═══ QUOTED PASSAGE ═══

Indicate by check mark whether the registrant by furnishing the information contained in this Form is also thereby furnishing the information to the Commission pursuant to Rule 12g3-2(b) under the Securities Exchange Act of 1934.
Yes _______ No___X____
PETRÓLEO BRASILEIRO S.A. - PETROBRAS
Public Company
PRESS RELEASE
MINUTES OF THE EXTRAORDINARY GENERAL MEETING
The Extraordinary General Meeting held on November 21, 2003, at 11 a.m. in the Salão Nobre of the company headquarters on the 24th floor, 65 Avenida Republica do Chile, in the city and state of Rio de Janeiro, was informed of the proposal of the Board of Directors, with a favorable opinion from the Audit Board, with the following comments:
Petrobras recently endeavored to increase the number of investors in its securities, through programs to issue securities directed for retail investors. Mention should be made, as a major example, of the Government Severance Fund for Employees (FGTS), which added more than 337,000 small shareholders to its investor base.

═══ SUPPLIED DATA ═══

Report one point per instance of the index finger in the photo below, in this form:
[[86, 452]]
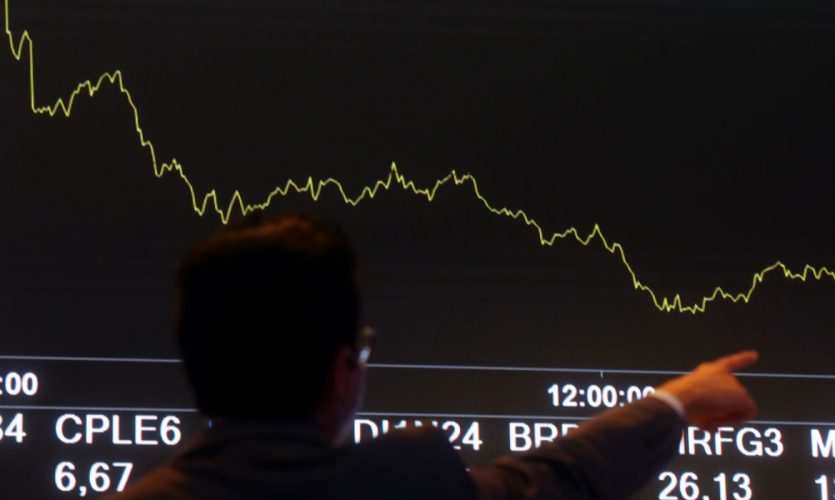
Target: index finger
[[738, 361]]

═══

**REQUIRED ACTIONS:**
a: Translate this sentence from the Petrobras meeting minutes into Spanish: "Petrobras recently endeavored to increase the number of investors in its securities, through programs to issue securities directed for retail investors."
b: Write the next few sentences of the Petrobras meeting minutes, starting after the one about the Government Severance Fund for Employees (FGTS).

**RESULTS IN ORDER:**
a: Petrobras se esforzó recientemente por aumentar el número de inversionistas en sus valores, mediante programas de emisión de valores dirigidos a inversionistas minoristas.

b:
These measures intends to call increasing attention of the public to the administration and performance of the company.
By adopting this strategy, Petrobras developed a new issue project, designed to attract small and medium savers, who today basically invest in savings accounts. The conceived product was called Petrobras 50 Years Fund, and proposes the following objectives:
a) to attract part of savings account investors, educating them to be future company shareholders;
b) to expand the shareholder base of the company, by spreading and popularizing the ownership of its shares and share fund quotas.
The project to be adopted should have the following characteristics:
1) Petrobras will issue bonds convertible in shares, to be acquired by the Petrobras 50 Years Fund, administrated by Caixa Econômica Federal - CEF (the federal savings bank).
2) The Petrobras 50 Years Fund would be similar to the savings account from the point of view of its yield. This fund would be sold in CEF branches, at a minimum investment value of R$ 50.00.
3) Petrobras 50 Years Fund quota holders will participate in a draw of Petrobras shares by lots, which will make the product more attractive, and contribute towards achieving the objective of spreading the company shareholders base. It is estimated that the number of draws will be over 1000.
4) At the end of a year or so, the debentures will be optionally converted in shares, should the quotation of the Petrobras PN share on the São Paulo Stock Exchange (BOVESPA) reach the strike price. The fund should, on that occasion, become a Petrobras stock fund.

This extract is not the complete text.